Sounds to me like you need to get with your roofer and say hey, this is how I get paid, and this is what I can offer you. If the numbers don't work, shake hands and walk away. Then go look for roofing jobs that are profitable. 

If the banks are hung up on the CE, let them hang. :hang:


----------



## TripleG (Apr 17, 2015)

> if you don't include all decking then you will be short on the SQ and you wont be able to make the $450 mark per SQ.


OK. I see your problem now. Your thinking that if the cost of the job exceeds your initial bid price that you will be compensated. You won't.

Safeguard just said what we were are all thinking. 



> If I know there is rotten sheathing, I will bid replacement on the entire thing.


*

If you have a hint that there might be more damage than what you believe can be seen in a picture you need to bid the entire roof to cover your ass. We always get screwed. *

This applies to every job we bid for. Always bid for more than what is there in case it's more. We also need to add an extra %30-%40 to make up for the % they take off the top. You know what your National probably did? They paid you what your original bid was and then invoiced the entire thing themselves on their end, because they already know how the system works.


----------



## REPAIRPRO30 (Feb 24, 2017)

TripleG said:


> OK. I see your problem now. Your thinking that if the cost of the job exceeds your initial bid price that you will be compensated. You won't.
> 
> Safeguard just said what we were are all thinking.
> 
> ...


Wait a minute, you are not getting it. We always bid for the entire decking replacement since you have no idea how many sheets you will replace. But at the end when you invoice, they will only pay you for the 3-5 sheets you replaced. re-adjusting you big on decking big time. Here is when the problem comes because then you wont have enough to pay your roofer. Roofers don't have to adjust to anyone, they have their pricing, they don't care about not bank. here the roof is 14 k you don't like it find another roof guy, then all roof guys are about the same. Also preservation doesn't have stages for payments. We are basically financing at 0% interest for up to 90 days 14 k. that's freaking crazy. At least on the repairs department they will give you some money to begin with. The point is repairs on preservation the biggest mistake you could make. you will think you are making money until you realized the type of financing you are subject to.

========

▶ What you need to do
- A) According to the forum thread, for how long does REPAIRPRO30 say they are financing the roof cost at 0% interest?
- B) Decide whether each statement agrees with the forum thread, and quote the words that settle it:
(i) TripleG says an extra 30 to 40 percent should be added to bids.
(ii) REPAIRPRO30 says preservation work has stages for payments.
(iii) REPAIRPRO30 says that at invoicing, the full decking replacement gets paid.
- C) Reproduce the passage of the forum thread starting at "## TripleG (Apr" and ending at "the entire thing.".

▶ Data excerpt
========

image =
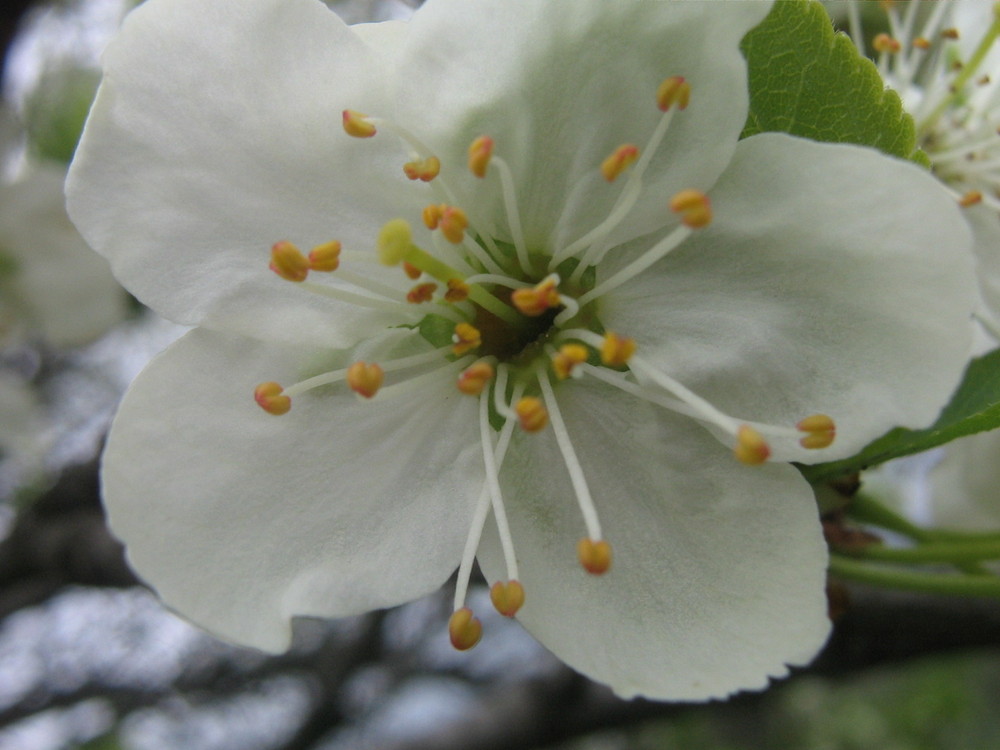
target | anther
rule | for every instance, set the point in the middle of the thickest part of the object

========

▶ Exercise results
- A) Up to 90 days.

- B)
(i) Yes: "We also need to add an extra %30-%40 to make up for the % they take off the top."
(ii) No: "Also preservation doesn't have stages for payments."
(iii) No: "they will only pay you for the 3-5 sheets you replaced."

- C)
## TripleG (Apr 17, 2015)

> if you don't include all decking then you will be short on the SQ and you wont be able to make the $450 mark per SQ.


OK. I see your problem now. Your thinking that if the cost of the job exceeds your initial bid price that you will be compensated. You won't.

Safeguard just said what we were are all thinking. 



> If I know there is rotten sheathing, I will bid replacement on the entire thing.